(EXERCISE BRIEF):
Edit the data below so that each "outline" becomes "contour", and leave every other character as it is.

# # # # #

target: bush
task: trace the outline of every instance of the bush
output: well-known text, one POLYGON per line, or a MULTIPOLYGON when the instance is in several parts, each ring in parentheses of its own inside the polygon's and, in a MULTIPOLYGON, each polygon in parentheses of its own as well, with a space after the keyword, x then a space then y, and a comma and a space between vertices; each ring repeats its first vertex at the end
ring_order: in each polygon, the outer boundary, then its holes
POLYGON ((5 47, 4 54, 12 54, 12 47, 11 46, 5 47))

# # # # #

(RESPONSE):
target: bush
task: trace the contour of every instance of the bush
output: well-known text, one POLYGON per line, or a MULTIPOLYGON when the instance is in several parts, each ring in parentheses of its own inside the polygon's and, in a MULTIPOLYGON, each polygon in parentheses of its own as well, with a space after the keyword, x then a space then y, and a comma and a space between vertices; each ring repeats its first vertex at the end
ring_order: in each polygon, the outer boundary, then its holes
POLYGON ((5 47, 4 54, 12 54, 12 47, 11 46, 5 47))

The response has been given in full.